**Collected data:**
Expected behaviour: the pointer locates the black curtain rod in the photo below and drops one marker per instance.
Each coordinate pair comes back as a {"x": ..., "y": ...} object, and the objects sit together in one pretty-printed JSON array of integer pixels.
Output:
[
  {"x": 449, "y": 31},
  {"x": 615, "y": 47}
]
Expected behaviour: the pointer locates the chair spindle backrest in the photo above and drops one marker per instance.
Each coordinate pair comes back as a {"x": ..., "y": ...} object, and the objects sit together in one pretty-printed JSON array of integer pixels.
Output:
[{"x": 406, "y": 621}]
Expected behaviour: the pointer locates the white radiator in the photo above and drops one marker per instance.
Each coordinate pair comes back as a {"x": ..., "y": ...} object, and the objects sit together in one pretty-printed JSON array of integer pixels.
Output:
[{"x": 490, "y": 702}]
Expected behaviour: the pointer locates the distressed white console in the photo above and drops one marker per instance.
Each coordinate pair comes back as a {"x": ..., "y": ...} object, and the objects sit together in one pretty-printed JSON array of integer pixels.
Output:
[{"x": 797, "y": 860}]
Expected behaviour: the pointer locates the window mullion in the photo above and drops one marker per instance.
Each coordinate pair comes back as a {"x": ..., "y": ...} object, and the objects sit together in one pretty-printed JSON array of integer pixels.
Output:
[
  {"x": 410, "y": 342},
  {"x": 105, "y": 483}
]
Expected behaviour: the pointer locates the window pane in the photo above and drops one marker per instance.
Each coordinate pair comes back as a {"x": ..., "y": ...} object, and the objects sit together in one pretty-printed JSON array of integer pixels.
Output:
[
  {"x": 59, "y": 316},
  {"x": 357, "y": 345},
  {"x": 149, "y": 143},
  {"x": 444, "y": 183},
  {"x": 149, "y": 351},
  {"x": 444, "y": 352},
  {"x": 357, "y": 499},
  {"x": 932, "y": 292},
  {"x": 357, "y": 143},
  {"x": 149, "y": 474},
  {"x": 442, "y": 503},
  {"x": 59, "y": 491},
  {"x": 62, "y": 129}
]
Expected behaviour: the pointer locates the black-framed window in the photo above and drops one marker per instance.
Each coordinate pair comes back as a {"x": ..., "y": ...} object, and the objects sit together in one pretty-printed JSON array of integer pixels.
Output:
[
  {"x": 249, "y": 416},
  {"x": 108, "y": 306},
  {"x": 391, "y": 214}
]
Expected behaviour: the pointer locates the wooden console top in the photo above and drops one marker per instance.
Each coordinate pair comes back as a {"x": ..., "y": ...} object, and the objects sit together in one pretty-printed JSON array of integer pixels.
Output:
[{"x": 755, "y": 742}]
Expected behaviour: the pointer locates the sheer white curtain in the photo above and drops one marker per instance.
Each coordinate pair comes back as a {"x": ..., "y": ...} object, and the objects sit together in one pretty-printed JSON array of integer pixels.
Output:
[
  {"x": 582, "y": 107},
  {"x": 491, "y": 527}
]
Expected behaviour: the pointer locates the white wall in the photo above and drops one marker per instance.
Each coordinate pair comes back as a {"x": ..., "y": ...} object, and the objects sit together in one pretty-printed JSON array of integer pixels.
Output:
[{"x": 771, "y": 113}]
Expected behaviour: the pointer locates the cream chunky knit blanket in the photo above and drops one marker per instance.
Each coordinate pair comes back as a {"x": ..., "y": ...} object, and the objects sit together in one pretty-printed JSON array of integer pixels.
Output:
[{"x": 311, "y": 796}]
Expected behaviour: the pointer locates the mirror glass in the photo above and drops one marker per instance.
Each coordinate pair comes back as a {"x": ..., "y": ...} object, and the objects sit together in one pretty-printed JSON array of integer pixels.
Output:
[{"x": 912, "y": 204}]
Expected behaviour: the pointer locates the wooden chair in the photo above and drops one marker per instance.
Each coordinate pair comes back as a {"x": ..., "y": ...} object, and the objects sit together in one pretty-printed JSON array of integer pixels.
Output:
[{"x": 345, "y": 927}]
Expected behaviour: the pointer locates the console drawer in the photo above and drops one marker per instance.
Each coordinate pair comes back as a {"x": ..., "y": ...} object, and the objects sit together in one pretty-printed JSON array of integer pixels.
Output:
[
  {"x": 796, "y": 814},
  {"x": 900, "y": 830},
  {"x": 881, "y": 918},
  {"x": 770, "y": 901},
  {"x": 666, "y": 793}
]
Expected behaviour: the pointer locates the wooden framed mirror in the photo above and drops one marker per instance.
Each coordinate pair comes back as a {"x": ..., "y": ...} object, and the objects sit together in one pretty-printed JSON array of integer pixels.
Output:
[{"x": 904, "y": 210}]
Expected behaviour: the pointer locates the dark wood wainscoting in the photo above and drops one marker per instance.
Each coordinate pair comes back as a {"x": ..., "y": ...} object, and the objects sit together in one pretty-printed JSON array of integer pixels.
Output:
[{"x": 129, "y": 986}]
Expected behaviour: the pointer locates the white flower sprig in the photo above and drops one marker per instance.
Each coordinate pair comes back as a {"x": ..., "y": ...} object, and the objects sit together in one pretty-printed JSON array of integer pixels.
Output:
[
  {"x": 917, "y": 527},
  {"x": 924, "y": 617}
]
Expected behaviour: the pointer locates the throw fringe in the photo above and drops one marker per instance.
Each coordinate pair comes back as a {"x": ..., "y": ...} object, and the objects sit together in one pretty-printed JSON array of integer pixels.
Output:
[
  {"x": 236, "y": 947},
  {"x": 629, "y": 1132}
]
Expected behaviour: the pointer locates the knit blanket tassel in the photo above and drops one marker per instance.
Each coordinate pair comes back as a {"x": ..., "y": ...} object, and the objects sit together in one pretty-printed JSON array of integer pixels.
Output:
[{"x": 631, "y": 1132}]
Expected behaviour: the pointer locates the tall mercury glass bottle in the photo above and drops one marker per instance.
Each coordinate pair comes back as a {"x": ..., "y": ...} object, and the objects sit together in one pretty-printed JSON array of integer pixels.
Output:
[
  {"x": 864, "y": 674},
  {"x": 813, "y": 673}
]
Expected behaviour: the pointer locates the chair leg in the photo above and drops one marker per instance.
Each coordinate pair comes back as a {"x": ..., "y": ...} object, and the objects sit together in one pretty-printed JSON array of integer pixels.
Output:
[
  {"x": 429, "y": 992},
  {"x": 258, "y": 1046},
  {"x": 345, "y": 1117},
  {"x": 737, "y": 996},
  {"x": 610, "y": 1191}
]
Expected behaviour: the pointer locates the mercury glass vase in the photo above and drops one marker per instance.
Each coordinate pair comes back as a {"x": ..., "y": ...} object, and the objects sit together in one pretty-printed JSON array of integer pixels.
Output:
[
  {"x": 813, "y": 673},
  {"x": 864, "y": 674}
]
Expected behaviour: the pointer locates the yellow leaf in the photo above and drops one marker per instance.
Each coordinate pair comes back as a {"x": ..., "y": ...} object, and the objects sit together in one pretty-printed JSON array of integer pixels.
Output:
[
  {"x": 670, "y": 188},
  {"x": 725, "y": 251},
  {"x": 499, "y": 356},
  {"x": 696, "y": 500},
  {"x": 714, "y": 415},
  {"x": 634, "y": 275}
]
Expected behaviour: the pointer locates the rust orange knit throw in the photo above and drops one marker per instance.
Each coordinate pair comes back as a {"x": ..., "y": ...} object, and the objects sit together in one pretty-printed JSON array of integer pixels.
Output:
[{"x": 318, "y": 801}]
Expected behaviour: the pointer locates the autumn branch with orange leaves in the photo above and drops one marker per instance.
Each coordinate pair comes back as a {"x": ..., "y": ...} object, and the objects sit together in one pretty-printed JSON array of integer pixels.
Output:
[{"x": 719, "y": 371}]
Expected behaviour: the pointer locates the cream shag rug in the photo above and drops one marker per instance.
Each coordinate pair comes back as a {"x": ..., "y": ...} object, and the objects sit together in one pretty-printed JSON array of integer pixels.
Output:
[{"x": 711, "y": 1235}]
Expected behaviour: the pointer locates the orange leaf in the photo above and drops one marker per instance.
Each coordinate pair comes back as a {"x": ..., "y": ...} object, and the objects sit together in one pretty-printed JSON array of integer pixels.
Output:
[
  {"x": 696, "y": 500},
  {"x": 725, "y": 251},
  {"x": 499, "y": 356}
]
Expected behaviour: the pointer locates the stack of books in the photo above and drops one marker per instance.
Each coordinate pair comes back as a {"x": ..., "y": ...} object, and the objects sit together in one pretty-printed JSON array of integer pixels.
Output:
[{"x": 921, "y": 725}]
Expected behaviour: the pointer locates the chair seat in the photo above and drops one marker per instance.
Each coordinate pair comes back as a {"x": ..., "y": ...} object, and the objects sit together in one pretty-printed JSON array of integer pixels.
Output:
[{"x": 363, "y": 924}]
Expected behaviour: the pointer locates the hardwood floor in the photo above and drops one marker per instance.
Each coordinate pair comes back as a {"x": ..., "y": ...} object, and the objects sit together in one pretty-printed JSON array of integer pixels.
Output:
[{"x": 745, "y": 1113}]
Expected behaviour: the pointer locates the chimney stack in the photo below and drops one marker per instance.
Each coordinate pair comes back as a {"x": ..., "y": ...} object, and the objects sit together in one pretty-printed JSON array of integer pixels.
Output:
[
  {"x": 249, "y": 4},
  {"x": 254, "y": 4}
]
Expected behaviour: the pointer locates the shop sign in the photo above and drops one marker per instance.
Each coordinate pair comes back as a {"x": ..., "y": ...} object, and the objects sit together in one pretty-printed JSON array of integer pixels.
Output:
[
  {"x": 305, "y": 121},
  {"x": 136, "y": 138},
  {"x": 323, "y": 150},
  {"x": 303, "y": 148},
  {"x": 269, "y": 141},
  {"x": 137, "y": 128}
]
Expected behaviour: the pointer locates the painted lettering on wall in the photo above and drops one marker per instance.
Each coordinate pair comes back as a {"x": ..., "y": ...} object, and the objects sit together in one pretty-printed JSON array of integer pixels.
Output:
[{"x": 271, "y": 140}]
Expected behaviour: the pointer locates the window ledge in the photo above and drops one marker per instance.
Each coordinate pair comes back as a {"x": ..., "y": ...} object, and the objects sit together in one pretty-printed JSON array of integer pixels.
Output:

**Task directions:**
A bare number is required: the count of lines above with the string "mirror".

**Finished task:**
2